It's long overdue for everyone to wake up and take back their individual power in creating personal web sites and not looking back at social media. The ideal that large for profit companies care about individuals is bogus, and by the time people realized they've spent years building communities of profit for others, it's far too late. Time is money. Work is money. Social media does not pay for what you invest into it.
The funny thing is that a lot of the stuff people on Reddit are clamouring for was easily supported by forums, and has been done forever. Admins were free to run their own ads or premium posts, they got sponsorship from companies, organised swaps and real-life meetups. I remember getting perks like free shipping from some places in return for being an active user. The communities were also more intimate. You'd interact with the same people frequently and the water-cooler areas were also interesting to talk about related interests, whereas outside the novelty/karma farming accounts I don't really recognise anyone I interact with on Reddit (though probably in smaller subs that's more common).
I wonder if it would work if there was a good aggregation tool that could talk to old platforms like phpBB or vBulletin (which I think is still a big chunk of the communities that are running). I can't imagine it would be that difficult and probably existed.
Tapatalk is/was an attempt at such an aggregation tool for old-school forums. In addition to aggregation, it offered better UX for mobile. I haven't used it in many years though, I'm not sure what it looks like these days.
Who is the WordPress of forum hosting on your own domain and customizability? Someone that can make turnkey forums for nontechnical people to create their own communities.
This may sound strange (and was equally strange to admit to myself) but I'm looking forward to "mamaging identities acrosz multiple boards" again. My brain seems to be wired to associate each of my hobbies with very different aspects of my personality, and visiting a little "walled" community for whatevet activity suits that current version of myself is a nice way to compartmentalize and stay focused on what I set out to accomplish in that moment. I loved Reddit for a time, but goodness, what a disjointed experience it was for me and my easily distractable attention span.
In addition to the login bit, reddit/hn style threaded comments for conversation is way better UI (imo) than pages of slow loading quoting forum posts.
Threaded conversations is the killer feature of Reddit/HN for me. Second is that I don't need to shift between 20 different forum interfaces/color schemes. Old Reddit always looks the same, so long as you disable the ability of subreddits to mess with styling.
That's basically the major paint point for me at the moment. Reddit made finding subcultures related to my hobbies and interests very easy. I don't know where to find communities about things that interest me now. I thought maybe Mastodon but finding hashtags has also been difficult.
Social media is great for groups to form, but there is a ceiling to the success.
You need a dedicated website/forum with people that understand the subject, to get though the ceiling. You get very specific advertisers, organize your own in person meetings.
There are some platforms like Discourse which allow you to use OAuth. That's a reasonable setup I think, if you don't care about linking your real identity (or you just make a dummy account).

◆ **TASK REQUIREMENTS**:
a) In the forum discussion, which platform is named as an attempt at an aggregation tool for old-school forums?
b) Repeat the part of the forum discussion that opens with the words containing "That's basically the" and closes with "in person meetings.".

(Rows from a pointing dataset)
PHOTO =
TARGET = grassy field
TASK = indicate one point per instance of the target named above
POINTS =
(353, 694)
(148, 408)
...
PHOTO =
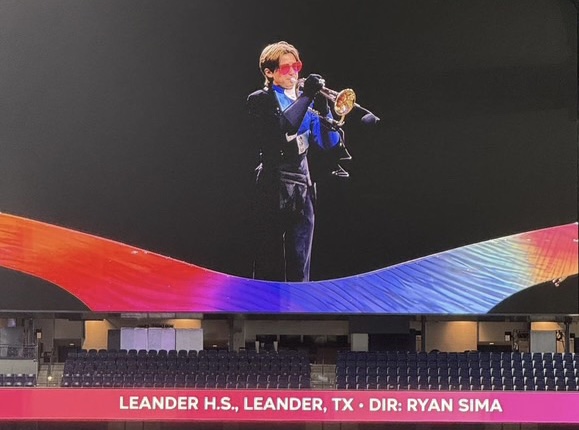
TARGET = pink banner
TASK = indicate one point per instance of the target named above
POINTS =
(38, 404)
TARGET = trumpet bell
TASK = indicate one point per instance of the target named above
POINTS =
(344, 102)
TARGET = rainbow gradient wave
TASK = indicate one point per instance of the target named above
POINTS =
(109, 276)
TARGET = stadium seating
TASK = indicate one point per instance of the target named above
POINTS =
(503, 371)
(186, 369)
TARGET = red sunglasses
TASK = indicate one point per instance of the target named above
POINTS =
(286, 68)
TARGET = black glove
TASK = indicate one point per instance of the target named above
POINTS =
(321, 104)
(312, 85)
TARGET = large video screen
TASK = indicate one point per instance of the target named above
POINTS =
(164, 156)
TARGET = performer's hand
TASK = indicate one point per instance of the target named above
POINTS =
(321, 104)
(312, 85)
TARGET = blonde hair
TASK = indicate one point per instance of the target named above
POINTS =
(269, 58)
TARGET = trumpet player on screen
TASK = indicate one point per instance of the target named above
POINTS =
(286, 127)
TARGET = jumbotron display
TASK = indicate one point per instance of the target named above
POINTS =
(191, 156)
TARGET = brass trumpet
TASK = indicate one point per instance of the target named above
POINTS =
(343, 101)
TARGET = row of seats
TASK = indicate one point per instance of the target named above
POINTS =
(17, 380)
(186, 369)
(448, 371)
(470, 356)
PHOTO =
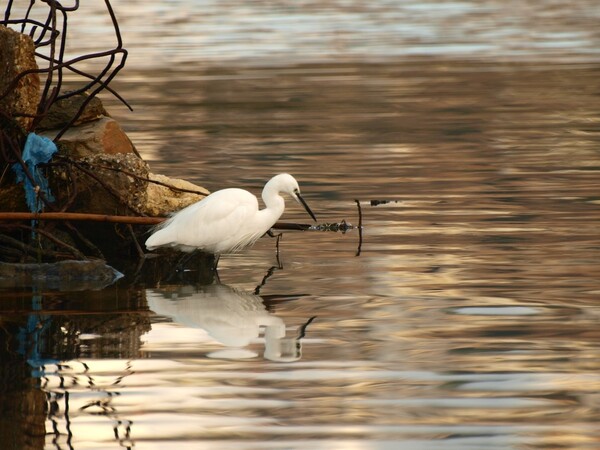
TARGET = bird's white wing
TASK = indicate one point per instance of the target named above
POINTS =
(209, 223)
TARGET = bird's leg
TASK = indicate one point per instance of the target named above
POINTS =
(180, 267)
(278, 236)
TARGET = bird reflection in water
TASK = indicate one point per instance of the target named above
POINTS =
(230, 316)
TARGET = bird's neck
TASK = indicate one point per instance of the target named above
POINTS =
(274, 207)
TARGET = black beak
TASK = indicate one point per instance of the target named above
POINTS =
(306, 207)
---
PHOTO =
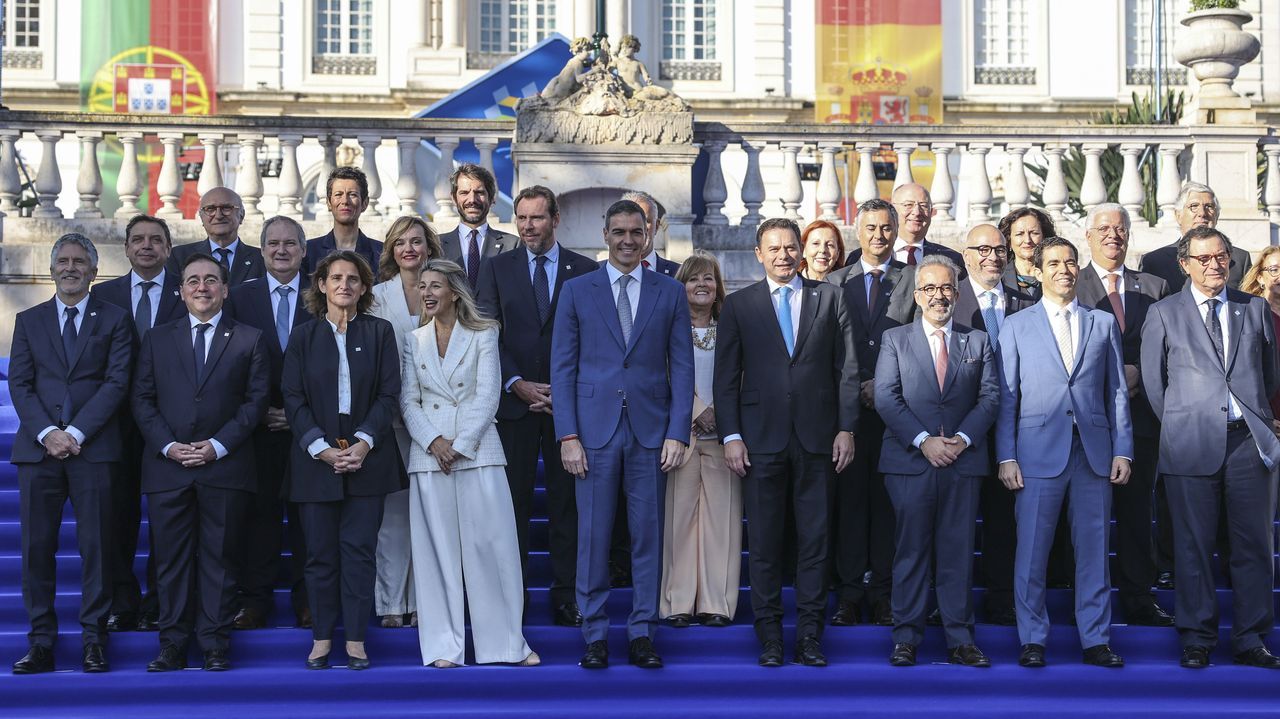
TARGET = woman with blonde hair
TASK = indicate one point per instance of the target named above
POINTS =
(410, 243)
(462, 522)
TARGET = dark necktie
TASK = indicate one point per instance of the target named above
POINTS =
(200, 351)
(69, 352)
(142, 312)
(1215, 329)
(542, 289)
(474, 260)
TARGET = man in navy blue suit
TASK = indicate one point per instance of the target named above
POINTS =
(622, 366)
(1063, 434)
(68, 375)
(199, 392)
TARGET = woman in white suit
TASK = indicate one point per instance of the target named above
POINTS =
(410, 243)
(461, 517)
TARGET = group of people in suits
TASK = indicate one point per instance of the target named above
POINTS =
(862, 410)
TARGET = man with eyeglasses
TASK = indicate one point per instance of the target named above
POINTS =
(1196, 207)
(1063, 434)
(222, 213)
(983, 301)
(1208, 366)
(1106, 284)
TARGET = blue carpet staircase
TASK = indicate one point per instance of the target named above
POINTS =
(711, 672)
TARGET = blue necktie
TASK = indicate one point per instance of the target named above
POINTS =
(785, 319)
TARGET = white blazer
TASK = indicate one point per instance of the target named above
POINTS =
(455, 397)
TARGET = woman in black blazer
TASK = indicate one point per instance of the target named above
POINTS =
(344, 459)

◆ **ANSWERS FOR THE EXERCISE**:
a) Tapatalk

b)
That's basically the major paint point for me at the moment. Reddit made finding subcultures related to my hobbies and interests very easy. I don't know where to find communities about things that interest me now. I thought maybe Mastodon but finding hashtags has also been difficult.
Social media is great for groups to form, but there is a ceiling to the success.
You need a dedicated website/forum with people that understand the subject, to get though the ceiling. You get very specific advertisers, organize your own in person meetings.